(Records from a data source)
==*==

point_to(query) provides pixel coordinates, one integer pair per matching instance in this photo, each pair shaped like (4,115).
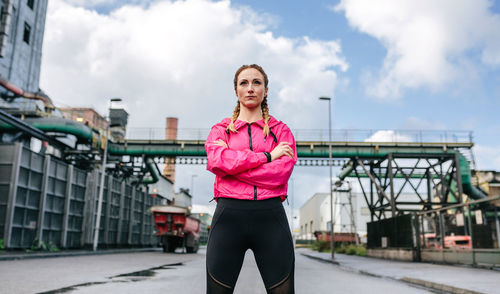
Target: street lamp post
(192,184)
(332,222)
(103,171)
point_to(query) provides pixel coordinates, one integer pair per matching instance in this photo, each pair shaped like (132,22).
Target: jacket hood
(239,123)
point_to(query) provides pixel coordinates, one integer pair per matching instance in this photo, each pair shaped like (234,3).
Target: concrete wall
(45,200)
(482,257)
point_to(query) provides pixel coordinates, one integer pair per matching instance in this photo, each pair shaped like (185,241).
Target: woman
(252,155)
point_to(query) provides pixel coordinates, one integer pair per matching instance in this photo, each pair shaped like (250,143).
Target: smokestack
(170,134)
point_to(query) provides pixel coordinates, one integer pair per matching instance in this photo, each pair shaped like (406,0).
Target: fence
(465,233)
(44,200)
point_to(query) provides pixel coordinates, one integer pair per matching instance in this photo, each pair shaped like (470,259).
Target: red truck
(176,228)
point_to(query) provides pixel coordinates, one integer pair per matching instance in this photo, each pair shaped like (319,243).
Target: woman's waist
(247,204)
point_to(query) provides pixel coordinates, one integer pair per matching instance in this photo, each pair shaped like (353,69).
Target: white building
(315,214)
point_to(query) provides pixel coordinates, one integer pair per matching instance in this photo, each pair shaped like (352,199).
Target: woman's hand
(283,148)
(221,143)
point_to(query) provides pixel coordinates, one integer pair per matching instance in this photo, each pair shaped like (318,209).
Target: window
(31,4)
(27,32)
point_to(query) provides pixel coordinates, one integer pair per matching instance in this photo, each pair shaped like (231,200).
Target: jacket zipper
(251,148)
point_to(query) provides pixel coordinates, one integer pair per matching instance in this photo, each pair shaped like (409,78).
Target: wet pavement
(157,272)
(446,278)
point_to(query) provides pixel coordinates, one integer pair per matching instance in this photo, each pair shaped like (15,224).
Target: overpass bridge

==*==

An exact retyping of each record, with no pictures, is the answer required.

point_to(query) provides pixel coordinates, one integer pair per matching instance in this photo, each pair shaped like (4,115).
Target: street lamp post
(192,184)
(332,222)
(103,171)
point_to(query) provides pixel coordinates, one integer pair per matching instance in this photo, each pair shaped like (132,22).
Target: jacket hood
(239,123)
point_to(query) provides pixel coordinates, one integer pair per matching instance in this photo, each pair shaped like (234,3).
Target: concrete wall
(45,200)
(482,257)
point_to(query) provides pixel coordinates, one integer pair per matching instance in this photo, each pair shaped like (185,241).
Target: woman
(252,155)
point_to(query) provides pixel coordinates, one integer pair per matching instance in this photo, each pair shaped like (250,143).
Target: smokestack
(170,134)
point_to(query) provides pixel coordinates, one integer pair per matching instance in this photo, each pair shaped like (406,0).
Target: fence
(465,233)
(44,200)
point_to(query) provides pixel coordinates, one integer pair per matching instance in this photo, each pair shaped like (470,259).
Target: red truck
(176,228)
point_to(query) provides pixel coordinates, one integer pair per matching instance in this photo, each pair shaped like (319,243).
Target: woman's waist
(247,204)
point_to(query) provides pixel coordinates, one integer pair per matching instance in this photo, each pair shaped like (353,69).
Target: white building
(315,214)
point_to(query) provides pixel coordinates, one integer pair per matching instance in this photo, each pair shaped like (352,199).
Target: woman's hand
(283,148)
(221,143)
point_to(query) provides pixel coordinates, one integer pair per matching instance in this photo, each pair shaped like (318,209).
Target: window
(31,4)
(27,32)
point_to(query) provides pixel coordinates, one integer pair per matching instance in this photo, each pair shaped like (231,200).
Target: jacket zipper
(251,148)
point_to(query) provides pixel coordinates, one integer pair per matching instance in this photo, each pair shaped like (409,78).
Target: wet pavement
(157,272)
(446,278)
point_to(query) provides pixel coordinates, one integer pair per matching instance in this photo, each pair shaped like (15,224).
Target: overpass bridge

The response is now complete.